* _Source excerpt_:
Introduction
Here's a utility I might use for generating tables for class, modeled on the NDSolve Method Plugin Framework. It collects the steps and function values with StepMonitor
. To this data is applied a post-processor to do with it what it will. The built-in default constructs a table. The processor can be passed various data arguments represented by the left-hand-side strings found in the rules in $stepDataElements
and $stepDataInject[]
below. In the implementation further down, it is assumed that the data arguments are bundled in a list in first position, followed optionally by further arguments, like this:
processor[{"X", "NF"},..]
This could be made more general with some work, but it suited the applications I had in mind. Note in this setup, the values for each step are found in the columns of the array. Depending on the application, transposing the array may be necessary.
Code
Here are the possible arguments. The rules $stepDataElements
give label names for the elements and $stepDataInject[data]
injects their values. More elements could be added.
ClearAll[$stepDataInject];
$stepDataElements = { (* arguments for processor: *)
"N" -> "Step", (* step number *)
"X" -> "X", (* input vector X *)
"F" -> "Function", (* output value/vector F[X] *)

* _To do_:
[a] Answer these questions from the step-table utility text:
(i) Which option collects the steps and function values?
(ii) What does the built-in default post-processor construct?
(iii) What label name does the rule for "N" give?
[b] Extract every line of the records that contains the string "head". Case counts.
The records below have no connection to the step-table utility text.

* _Data for this exercise_:
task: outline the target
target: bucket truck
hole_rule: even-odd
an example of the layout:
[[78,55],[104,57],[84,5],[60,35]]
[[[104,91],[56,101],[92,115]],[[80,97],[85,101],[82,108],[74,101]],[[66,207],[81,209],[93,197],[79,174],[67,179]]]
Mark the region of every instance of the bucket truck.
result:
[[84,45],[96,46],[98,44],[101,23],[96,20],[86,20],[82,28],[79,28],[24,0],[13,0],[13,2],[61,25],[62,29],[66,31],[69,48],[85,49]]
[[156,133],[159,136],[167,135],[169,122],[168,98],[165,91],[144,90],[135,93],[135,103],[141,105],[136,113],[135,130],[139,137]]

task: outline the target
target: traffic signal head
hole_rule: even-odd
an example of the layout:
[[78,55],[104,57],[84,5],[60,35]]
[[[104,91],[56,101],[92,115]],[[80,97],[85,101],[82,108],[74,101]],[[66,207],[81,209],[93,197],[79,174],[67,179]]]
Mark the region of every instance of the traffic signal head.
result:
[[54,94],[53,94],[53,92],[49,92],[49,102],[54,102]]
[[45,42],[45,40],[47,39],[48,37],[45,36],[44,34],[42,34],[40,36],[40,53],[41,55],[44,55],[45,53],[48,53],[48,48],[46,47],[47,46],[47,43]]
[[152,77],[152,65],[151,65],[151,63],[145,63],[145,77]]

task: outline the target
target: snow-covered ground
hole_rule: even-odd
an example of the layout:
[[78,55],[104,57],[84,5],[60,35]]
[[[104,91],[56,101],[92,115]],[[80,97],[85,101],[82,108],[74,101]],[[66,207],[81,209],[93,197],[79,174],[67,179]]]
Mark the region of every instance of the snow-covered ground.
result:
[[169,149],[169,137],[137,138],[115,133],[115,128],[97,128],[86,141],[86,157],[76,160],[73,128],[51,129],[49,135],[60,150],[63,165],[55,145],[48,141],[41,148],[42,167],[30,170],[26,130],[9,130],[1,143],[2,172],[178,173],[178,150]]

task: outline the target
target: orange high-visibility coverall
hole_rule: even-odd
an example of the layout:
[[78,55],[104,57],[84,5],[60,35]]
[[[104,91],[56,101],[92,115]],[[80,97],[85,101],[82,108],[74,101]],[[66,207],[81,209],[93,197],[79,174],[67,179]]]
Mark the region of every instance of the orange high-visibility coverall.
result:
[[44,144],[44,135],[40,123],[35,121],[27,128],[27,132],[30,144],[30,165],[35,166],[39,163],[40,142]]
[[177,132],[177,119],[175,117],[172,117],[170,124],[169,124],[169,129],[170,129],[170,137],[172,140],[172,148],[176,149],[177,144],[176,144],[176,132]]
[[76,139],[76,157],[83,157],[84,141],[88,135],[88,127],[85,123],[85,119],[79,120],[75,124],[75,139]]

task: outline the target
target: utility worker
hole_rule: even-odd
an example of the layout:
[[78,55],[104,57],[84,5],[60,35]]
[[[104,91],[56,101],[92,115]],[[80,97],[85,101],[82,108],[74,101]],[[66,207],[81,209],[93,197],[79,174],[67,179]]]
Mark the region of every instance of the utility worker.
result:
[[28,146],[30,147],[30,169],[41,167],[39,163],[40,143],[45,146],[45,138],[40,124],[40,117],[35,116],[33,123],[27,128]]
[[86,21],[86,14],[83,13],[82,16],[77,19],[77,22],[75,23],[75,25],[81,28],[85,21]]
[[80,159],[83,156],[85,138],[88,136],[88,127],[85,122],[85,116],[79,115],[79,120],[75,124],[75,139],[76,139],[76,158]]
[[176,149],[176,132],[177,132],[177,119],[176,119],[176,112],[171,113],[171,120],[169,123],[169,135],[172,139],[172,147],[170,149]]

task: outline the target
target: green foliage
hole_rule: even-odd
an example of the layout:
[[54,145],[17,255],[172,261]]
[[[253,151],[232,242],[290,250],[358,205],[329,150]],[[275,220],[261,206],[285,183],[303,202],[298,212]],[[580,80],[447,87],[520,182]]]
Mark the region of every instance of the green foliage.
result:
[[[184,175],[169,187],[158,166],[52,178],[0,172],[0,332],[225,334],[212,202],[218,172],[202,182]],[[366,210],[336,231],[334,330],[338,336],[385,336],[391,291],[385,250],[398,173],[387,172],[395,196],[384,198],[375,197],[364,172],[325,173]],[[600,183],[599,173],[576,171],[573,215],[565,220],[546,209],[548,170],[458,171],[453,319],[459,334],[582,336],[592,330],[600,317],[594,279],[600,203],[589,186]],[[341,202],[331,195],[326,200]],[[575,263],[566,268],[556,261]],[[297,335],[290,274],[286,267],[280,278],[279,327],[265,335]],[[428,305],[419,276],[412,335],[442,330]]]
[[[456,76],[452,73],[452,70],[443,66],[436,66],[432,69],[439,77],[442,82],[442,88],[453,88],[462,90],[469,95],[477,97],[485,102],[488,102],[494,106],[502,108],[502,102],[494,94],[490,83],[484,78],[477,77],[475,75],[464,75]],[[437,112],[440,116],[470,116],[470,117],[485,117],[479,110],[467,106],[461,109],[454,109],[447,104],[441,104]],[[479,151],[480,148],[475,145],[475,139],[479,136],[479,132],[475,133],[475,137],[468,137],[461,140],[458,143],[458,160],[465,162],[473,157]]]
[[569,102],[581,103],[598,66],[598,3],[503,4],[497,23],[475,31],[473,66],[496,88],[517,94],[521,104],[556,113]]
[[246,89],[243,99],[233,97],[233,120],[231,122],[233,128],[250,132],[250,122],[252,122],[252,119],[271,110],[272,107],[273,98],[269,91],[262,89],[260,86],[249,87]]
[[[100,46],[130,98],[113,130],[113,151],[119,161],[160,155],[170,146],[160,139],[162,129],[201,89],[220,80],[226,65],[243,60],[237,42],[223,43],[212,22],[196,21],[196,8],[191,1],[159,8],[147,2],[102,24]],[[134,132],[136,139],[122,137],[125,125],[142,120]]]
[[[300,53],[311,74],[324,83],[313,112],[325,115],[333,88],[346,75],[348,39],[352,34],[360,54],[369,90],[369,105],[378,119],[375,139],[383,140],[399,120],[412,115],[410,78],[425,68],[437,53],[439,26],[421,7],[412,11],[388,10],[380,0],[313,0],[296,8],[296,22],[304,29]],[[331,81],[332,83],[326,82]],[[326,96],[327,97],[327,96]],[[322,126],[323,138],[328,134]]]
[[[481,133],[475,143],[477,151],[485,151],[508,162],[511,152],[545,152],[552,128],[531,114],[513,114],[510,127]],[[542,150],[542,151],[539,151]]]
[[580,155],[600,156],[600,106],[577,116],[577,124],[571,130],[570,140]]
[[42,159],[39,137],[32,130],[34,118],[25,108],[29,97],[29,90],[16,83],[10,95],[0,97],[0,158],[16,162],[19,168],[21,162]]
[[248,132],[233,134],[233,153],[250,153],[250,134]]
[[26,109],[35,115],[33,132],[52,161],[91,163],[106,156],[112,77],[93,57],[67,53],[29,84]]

* _Solutions to the tasks_:
[a]
(i) StepMonitor
(ii) A table
(iii) "Step"

[b]
target: traffic signal head
Mark the region of every instance of the traffic signal head.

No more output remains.